• DATA LINES:
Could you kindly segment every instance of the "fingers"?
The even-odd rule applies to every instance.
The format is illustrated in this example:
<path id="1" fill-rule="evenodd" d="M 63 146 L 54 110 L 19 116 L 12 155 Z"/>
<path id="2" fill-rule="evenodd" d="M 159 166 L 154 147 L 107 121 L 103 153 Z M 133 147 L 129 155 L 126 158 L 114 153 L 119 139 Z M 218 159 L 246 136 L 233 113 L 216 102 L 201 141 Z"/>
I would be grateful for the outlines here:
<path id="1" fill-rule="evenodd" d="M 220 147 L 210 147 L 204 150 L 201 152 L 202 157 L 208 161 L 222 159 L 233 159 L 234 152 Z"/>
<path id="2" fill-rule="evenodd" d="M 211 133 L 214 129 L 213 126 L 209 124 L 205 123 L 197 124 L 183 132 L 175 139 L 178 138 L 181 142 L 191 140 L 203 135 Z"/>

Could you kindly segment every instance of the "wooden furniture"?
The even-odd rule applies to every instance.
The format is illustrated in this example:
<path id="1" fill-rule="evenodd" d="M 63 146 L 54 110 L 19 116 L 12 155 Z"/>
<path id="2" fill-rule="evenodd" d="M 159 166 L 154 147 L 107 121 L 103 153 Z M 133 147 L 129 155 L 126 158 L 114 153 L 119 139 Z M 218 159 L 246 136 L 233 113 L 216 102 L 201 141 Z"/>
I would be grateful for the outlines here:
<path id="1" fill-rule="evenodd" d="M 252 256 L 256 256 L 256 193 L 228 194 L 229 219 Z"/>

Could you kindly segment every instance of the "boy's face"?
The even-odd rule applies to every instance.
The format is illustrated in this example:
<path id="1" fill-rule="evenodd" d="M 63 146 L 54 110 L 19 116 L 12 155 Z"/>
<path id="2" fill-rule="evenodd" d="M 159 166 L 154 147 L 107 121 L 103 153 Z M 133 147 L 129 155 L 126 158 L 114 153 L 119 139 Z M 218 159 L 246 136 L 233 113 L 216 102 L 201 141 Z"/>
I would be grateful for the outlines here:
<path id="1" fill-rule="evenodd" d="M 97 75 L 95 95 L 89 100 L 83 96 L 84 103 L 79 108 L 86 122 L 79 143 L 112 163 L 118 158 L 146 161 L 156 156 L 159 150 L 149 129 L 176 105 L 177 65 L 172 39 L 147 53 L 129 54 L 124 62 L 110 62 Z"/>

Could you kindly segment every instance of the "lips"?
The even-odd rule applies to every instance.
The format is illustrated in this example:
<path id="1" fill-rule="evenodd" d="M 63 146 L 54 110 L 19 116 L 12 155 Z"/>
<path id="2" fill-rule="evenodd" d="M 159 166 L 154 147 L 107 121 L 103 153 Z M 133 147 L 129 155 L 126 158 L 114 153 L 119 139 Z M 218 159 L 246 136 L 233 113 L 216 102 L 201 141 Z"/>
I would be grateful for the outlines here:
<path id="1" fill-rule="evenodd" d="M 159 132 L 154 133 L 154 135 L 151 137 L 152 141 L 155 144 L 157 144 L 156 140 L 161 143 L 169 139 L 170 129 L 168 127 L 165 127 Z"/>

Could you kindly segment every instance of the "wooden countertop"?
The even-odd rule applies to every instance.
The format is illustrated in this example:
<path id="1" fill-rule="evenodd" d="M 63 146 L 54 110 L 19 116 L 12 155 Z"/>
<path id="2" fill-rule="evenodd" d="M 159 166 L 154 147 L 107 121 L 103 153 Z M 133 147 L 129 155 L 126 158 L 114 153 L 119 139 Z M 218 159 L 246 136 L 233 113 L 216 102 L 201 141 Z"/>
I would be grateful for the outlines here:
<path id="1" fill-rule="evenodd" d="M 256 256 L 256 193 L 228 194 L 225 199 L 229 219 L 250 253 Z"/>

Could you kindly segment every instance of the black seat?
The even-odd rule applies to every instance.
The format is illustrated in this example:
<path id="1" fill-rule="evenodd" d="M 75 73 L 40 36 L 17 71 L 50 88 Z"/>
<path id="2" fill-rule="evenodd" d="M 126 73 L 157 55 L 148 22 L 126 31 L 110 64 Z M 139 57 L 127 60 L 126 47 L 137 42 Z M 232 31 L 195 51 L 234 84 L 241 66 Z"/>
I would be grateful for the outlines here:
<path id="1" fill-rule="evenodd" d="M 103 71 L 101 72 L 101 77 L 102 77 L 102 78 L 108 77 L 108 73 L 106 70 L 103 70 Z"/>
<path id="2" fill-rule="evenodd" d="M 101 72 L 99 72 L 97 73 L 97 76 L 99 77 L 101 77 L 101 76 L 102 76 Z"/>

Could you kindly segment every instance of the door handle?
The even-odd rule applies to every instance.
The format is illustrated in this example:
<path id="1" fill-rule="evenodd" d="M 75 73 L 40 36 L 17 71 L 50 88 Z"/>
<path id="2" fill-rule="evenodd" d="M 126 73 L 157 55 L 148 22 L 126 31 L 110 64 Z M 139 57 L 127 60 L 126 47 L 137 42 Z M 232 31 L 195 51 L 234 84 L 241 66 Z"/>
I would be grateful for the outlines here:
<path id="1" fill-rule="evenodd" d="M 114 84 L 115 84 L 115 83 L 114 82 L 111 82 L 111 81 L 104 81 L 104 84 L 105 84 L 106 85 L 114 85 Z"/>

• CHALLENGE:
Convert all of the material above into a Markdown table with the columns Row and Line, giving each non-blank line its own numbered row.

• EXERCISE OUTPUT:
| Row | Line |
|---|---|
| 1 | Could you kindly segment every instance of the "fingers"? |
| 2 | The even-odd rule applies to every instance. |
| 3 | The format is illustrated in this example: |
| 4 | <path id="1" fill-rule="evenodd" d="M 63 146 L 54 110 L 19 116 L 12 155 Z"/> |
| 5 | <path id="2" fill-rule="evenodd" d="M 159 166 L 154 147 L 107 121 L 103 153 Z M 133 147 L 129 155 L 126 158 L 114 153 L 119 139 Z M 218 159 L 246 136 L 233 113 L 216 102 L 201 141 Z"/> |
| 6 | I would be grateful for the outlines here: |
| 7 | <path id="1" fill-rule="evenodd" d="M 220 147 L 210 147 L 204 150 L 201 152 L 202 157 L 208 161 L 222 159 L 233 159 L 234 152 Z"/> |
| 8 | <path id="2" fill-rule="evenodd" d="M 211 133 L 214 129 L 213 126 L 209 124 L 205 123 L 197 124 L 183 132 L 175 139 L 178 138 L 181 142 L 191 140 L 203 135 Z"/> |
| 9 | Could you kindly segment every instance of the "wooden furniture"? |
| 10 | The even-odd rule applies to every instance. |
| 11 | The format is illustrated in this example: |
| 12 | <path id="1" fill-rule="evenodd" d="M 63 146 L 54 110 L 19 116 L 12 155 Z"/> |
| 13 | <path id="2" fill-rule="evenodd" d="M 159 166 L 154 147 L 107 121 L 103 153 Z M 133 147 L 129 155 L 126 158 L 114 153 L 119 139 Z M 218 159 L 246 136 L 233 113 L 216 102 L 201 141 Z"/> |
| 14 | I would be grateful for the outlines here: |
| 15 | <path id="1" fill-rule="evenodd" d="M 252 256 L 256 256 L 256 193 L 228 194 L 229 219 Z"/> |
| 16 | Could you kindly segment every instance of the "boy's face"? |
| 17 | The even-odd rule applies to every instance. |
| 18 | The format is illustrated in this example: |
| 19 | <path id="1" fill-rule="evenodd" d="M 63 146 L 54 110 L 19 116 L 12 155 Z"/> |
| 20 | <path id="2" fill-rule="evenodd" d="M 159 166 L 154 147 L 107 121 L 103 153 Z M 133 147 L 129 155 L 126 158 L 114 153 L 119 139 Z M 218 159 L 246 136 L 233 113 L 216 102 L 201 141 Z"/> |
| 21 | I would be grateful for the outlines here: |
| 22 | <path id="1" fill-rule="evenodd" d="M 97 75 L 95 95 L 89 100 L 83 96 L 84 103 L 79 108 L 86 122 L 79 143 L 112 163 L 118 158 L 146 161 L 156 156 L 159 150 L 149 129 L 176 105 L 177 65 L 172 39 L 147 53 L 129 54 L 124 62 L 110 62 Z"/> |
| 23 | Could you kindly segment every instance of the "lips"? |
| 24 | The even-odd rule applies to every instance. |
| 25 | The format is illustrated in this example: |
| 26 | <path id="1" fill-rule="evenodd" d="M 63 146 L 54 110 L 19 116 L 12 155 Z"/> |
| 27 | <path id="2" fill-rule="evenodd" d="M 159 166 L 154 147 L 107 121 L 103 153 Z M 133 147 L 129 155 L 126 158 L 114 153 L 119 139 Z M 218 159 L 246 136 L 233 113 L 216 102 L 201 141 Z"/> |
| 28 | I would be grateful for the outlines here: |
| 29 | <path id="1" fill-rule="evenodd" d="M 159 132 L 154 133 L 154 135 L 151 137 L 152 141 L 155 144 L 157 144 L 156 140 L 161 143 L 169 139 L 170 129 L 168 127 L 165 127 Z"/> |
| 30 | Could you kindly segment every instance of the "wooden countertop"? |
| 31 | The even-odd rule applies to every instance. |
| 32 | The format is illustrated in this example: |
| 33 | <path id="1" fill-rule="evenodd" d="M 63 146 L 54 110 L 19 116 L 12 155 Z"/> |
| 34 | <path id="2" fill-rule="evenodd" d="M 159 166 L 154 147 L 107 121 L 103 153 Z M 133 147 L 129 155 L 126 158 L 114 153 L 119 139 Z M 218 159 L 246 136 L 233 113 L 216 102 L 201 141 Z"/> |
| 35 | I would be grateful for the outlines here: |
| 36 | <path id="1" fill-rule="evenodd" d="M 256 256 L 256 193 L 228 194 L 225 199 L 229 219 L 250 253 Z"/> |
| 37 | Could you kindly segment every instance of the black seat? |
| 38 | The even-odd rule applies to every instance. |
| 39 | The format is illustrated in this example: |
| 40 | <path id="1" fill-rule="evenodd" d="M 75 73 L 40 36 L 17 71 L 50 88 Z"/> |
| 41 | <path id="2" fill-rule="evenodd" d="M 126 73 L 157 55 L 148 22 L 126 31 L 110 64 Z M 139 57 L 127 60 L 126 47 L 137 42 Z M 232 31 L 195 51 L 234 84 L 241 66 Z"/> |
| 42 | I would be grateful for the outlines here: |
| 43 | <path id="1" fill-rule="evenodd" d="M 103 71 L 101 72 L 101 77 L 102 77 L 102 78 L 108 77 L 108 73 L 106 70 L 103 70 Z"/> |
| 44 | <path id="2" fill-rule="evenodd" d="M 101 72 L 99 72 L 97 73 L 97 76 L 99 77 L 101 77 L 101 76 L 102 76 Z"/> |
| 45 | Could you kindly segment every instance of the door handle? |
| 46 | The even-odd rule applies to every instance. |
| 47 | The format is illustrated in this example: |
| 48 | <path id="1" fill-rule="evenodd" d="M 75 73 L 40 36 L 17 71 L 50 88 Z"/> |
| 49 | <path id="2" fill-rule="evenodd" d="M 126 73 L 157 55 L 148 22 L 126 31 L 110 64 Z M 139 57 L 127 60 L 126 47 L 137 42 Z M 232 31 L 195 51 L 234 84 L 241 66 Z"/> |
| 50 | I would be grateful for the outlines here: |
| 51 | <path id="1" fill-rule="evenodd" d="M 114 84 L 115 84 L 115 83 L 114 82 L 111 82 L 111 81 L 104 81 L 104 84 L 105 84 L 106 85 L 114 85 Z"/> |